- **What you have to do**
Give the data again, word for word.

- **Exercise material**
▬▬▬▬▬▬▬▬▬▬

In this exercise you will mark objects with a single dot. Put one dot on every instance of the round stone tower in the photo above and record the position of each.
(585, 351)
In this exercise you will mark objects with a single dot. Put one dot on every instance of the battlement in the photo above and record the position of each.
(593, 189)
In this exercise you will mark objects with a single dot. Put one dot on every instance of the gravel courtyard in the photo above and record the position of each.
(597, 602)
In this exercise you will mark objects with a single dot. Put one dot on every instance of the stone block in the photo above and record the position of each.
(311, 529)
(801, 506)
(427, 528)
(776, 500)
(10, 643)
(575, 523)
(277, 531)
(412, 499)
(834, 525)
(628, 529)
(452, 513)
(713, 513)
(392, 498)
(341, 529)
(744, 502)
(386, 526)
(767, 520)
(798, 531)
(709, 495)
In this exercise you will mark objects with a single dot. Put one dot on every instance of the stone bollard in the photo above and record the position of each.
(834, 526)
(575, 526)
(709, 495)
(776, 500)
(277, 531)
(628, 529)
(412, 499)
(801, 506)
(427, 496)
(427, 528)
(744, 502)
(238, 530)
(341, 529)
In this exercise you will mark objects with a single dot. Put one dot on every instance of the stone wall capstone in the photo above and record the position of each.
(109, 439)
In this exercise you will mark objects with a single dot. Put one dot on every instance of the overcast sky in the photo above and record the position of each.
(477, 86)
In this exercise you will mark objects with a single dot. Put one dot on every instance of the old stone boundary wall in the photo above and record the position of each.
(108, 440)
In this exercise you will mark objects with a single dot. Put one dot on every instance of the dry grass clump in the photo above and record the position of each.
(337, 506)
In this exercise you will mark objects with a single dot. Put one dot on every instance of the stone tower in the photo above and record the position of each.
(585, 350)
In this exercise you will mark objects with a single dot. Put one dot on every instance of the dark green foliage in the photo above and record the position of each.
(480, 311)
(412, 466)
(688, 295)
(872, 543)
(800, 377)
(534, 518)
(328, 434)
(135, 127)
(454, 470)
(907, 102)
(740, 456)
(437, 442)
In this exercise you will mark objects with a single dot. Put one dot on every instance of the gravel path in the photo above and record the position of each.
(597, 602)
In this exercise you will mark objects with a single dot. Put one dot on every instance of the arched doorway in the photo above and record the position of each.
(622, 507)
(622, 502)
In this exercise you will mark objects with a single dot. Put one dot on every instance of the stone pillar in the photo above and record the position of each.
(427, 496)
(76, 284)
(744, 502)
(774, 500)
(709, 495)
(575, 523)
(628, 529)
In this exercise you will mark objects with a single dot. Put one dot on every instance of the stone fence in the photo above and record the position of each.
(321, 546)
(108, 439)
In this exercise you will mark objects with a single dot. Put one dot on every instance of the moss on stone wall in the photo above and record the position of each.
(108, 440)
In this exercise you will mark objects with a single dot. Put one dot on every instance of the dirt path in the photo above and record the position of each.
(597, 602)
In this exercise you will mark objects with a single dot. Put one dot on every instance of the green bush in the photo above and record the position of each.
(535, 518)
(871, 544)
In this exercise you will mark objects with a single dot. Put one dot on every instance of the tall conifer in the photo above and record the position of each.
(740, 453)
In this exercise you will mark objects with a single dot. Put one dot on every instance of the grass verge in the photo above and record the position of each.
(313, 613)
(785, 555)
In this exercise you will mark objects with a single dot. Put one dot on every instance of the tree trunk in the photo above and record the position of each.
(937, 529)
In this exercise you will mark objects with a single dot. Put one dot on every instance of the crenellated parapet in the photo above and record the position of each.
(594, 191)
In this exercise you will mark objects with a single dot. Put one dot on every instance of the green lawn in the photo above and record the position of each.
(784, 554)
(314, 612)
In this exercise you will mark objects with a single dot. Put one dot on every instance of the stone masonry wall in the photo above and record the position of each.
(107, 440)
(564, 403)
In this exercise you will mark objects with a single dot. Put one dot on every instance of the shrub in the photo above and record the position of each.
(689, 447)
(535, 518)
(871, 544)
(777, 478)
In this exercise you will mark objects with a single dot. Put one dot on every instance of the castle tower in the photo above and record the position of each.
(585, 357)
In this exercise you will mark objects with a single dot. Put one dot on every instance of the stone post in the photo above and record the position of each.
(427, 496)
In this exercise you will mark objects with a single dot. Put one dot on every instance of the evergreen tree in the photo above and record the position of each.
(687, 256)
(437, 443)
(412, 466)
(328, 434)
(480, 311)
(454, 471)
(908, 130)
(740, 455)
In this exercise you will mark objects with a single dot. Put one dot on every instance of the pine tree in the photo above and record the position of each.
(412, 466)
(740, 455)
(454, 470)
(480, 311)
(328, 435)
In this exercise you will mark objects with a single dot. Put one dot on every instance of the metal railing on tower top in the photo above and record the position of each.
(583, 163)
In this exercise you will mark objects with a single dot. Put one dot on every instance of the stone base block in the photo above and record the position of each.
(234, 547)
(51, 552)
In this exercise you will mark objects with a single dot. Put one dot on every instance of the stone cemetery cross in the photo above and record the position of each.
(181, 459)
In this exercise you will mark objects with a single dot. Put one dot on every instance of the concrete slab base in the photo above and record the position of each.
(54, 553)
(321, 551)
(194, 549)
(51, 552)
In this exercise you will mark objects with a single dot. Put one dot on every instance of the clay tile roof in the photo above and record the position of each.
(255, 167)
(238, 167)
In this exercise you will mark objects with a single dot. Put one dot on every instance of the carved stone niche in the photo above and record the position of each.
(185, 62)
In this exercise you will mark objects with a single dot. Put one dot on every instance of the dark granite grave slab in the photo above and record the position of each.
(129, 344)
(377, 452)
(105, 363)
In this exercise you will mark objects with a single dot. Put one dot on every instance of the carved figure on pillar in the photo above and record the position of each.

▬▬▬▬▬▬▬▬▬▬

- **Response area**
In this exercise you will mark objects with a single dot. Put one dot on every instance of the round stone tower in the photo above and record the position of each.
(585, 351)
In this exercise you will mark objects with a single dot. Put one dot on every instance of the battlement in the photo above and record the position of each.
(593, 189)
In this exercise you will mark objects with a single dot. Put one dot on every instance of the gravel courtyard in the photo above and record the position of each.
(597, 602)
In this exercise you will mark objects with a single dot. Put one dot on every instance of the stone block in the photo above and record the position of each.
(311, 529)
(801, 506)
(427, 528)
(776, 500)
(10, 643)
(575, 523)
(277, 531)
(412, 499)
(834, 525)
(628, 529)
(452, 513)
(713, 513)
(392, 498)
(341, 529)
(744, 502)
(386, 526)
(767, 520)
(798, 531)
(709, 495)
In this exercise you will mark objects with a single dot. Put one dot on every instance of the stone bollard in the photo above and record the position of each.
(834, 526)
(575, 526)
(709, 495)
(776, 500)
(277, 531)
(628, 529)
(412, 499)
(801, 506)
(427, 496)
(427, 528)
(744, 502)
(238, 530)
(341, 529)
In this exercise you will mark objects with a single dot. Put one dot on every instance of the stone wall capstone in the photo above and record the position of each.
(109, 439)
In this exercise you will mark objects with a single dot. Put one dot on every instance of the overcast sky in the photo above and record the position of each.
(477, 86)
In this exercise you will mark objects with a single dot. Put one dot on every instance of the old stone boundary wall in the photo above and record the position of each.
(108, 440)
In this exercise you will mark objects with a single dot. Put one dot on every instance of the dry grass clump in the photo above and record the position of each.
(337, 506)
In this exercise you will mark objects with a single dot. Put one dot on every instance of the stone tower in the photo above and record the position of each.
(585, 350)
In this exercise you will mark objects with a single dot. Put one dot on every instance of the dark green foliage in the photo above and record the position of each.
(480, 311)
(412, 466)
(688, 295)
(872, 543)
(800, 377)
(534, 518)
(328, 434)
(135, 127)
(454, 470)
(907, 102)
(740, 456)
(437, 442)
In this exercise you will mark objects with a single dot. Put one dot on every instance of the gravel path in the photo above and record the position of each.
(597, 602)
In this exercise you will mark objects with a single dot. Put one dot on every instance of the arched doorway in the photo above and record the position of each.
(622, 507)
(622, 502)
In this exercise you will mark objects with a single dot. Put one dot on every instance of the stone pillar in the photo above and record the position of each.
(427, 496)
(76, 284)
(744, 502)
(774, 500)
(709, 495)
(575, 523)
(628, 529)
In this exercise you will mark objects with a single dot. Put one dot on every instance of the stone fence in the photo above and record the position of each.
(321, 546)
(108, 439)
In this exercise you will mark objects with a single dot. Put one dot on every instance of the moss on stone wall in the photo above and record the position of each.
(108, 440)
In this exercise you will mark objects with a single dot. Put one dot on every instance of the dirt path in the photo above and record the position of each.
(597, 602)
In this exercise you will mark objects with a single dot. Put one dot on every instance of the green bush in the photo above and record the position of each.
(535, 518)
(871, 544)
In this exercise you will mark objects with a single dot. Put one dot on every instance of the tall conifer in the photo above and record the position of each.
(740, 453)
In this exercise you will mark objects with a single dot. Put one dot on every instance of the grass verge in the photo above and record the position of each.
(313, 613)
(785, 555)
In this exercise you will mark objects with a single dot. Put one dot on every instance of the tree trunk in the photo above and record the position of each.
(937, 529)
In this exercise you will mark objects with a single dot. Put one dot on every instance of the crenellated parapet in the photo above and record the position of each.
(594, 191)
In this exercise you will mark objects with a single dot. Put one dot on every instance of the green lawn in the photo above and record the position of each.
(784, 554)
(314, 612)
In this exercise you will mark objects with a single dot. Put one dot on every instance of the stone masonry wall in the photo above and record the position of each.
(107, 440)
(564, 403)
In this exercise you will mark objects with a single dot. Put one dot on every instance of the shrub in the photo above and record the position of each.
(689, 447)
(535, 518)
(871, 544)
(777, 478)
In this exercise you will mark objects with a single dot. Put one dot on every instance of the castle tower in the photo above and record the position of each.
(585, 357)
In this exercise you will mark objects with a single dot. Put one dot on every instance of the stone post in the photo above and record the position of each.
(427, 496)
In this exercise you will mark objects with a single dot. Put one dot on every instance of the evergreen tree in the photo above and record the position of each.
(687, 256)
(437, 443)
(412, 466)
(328, 434)
(480, 311)
(454, 471)
(908, 130)
(740, 455)
In this exercise you will mark objects with a single dot. Put one dot on every instance of the pine tree in the photo above and record the position of each.
(412, 466)
(740, 455)
(454, 470)
(480, 311)
(328, 435)
In this exercise you will mark objects with a single dot. Put one dot on every instance of the metal railing on tower top in the photo above and record the position of each.
(583, 163)
In this exercise you will mark objects with a single dot. Put one dot on every instance of the stone base block in the photo above and record the position of each.
(234, 547)
(51, 552)
In this exercise you will mark objects with a single dot. Put one dot on every instance of the stone cemetery cross in the photo above and record the position of each.
(181, 459)
In this exercise you will mark objects with a single dot. Put one dot on every instance of the concrete slab base in the photo above and record the position of each.
(54, 553)
(321, 551)
(194, 549)
(51, 552)
In this exercise you will mark objects with a single dot. Put one dot on every instance of the clay tile roof in the photo above and record the position of each.
(255, 167)
(238, 167)
In this exercise you will mark objects with a single dot. Put one dot on every instance of the carved stone niche in the photo above and record the position of each.
(185, 62)
In this exercise you will mark objects with a single dot. Put one dot on every instance of the dark granite grave slab in the photo above and record the position of each.
(129, 344)
(377, 452)
(105, 363)
In this exercise you will mark objects with a single dot. Put one dot on every instance of the carved figure on pillar in the photo above and record the position of each.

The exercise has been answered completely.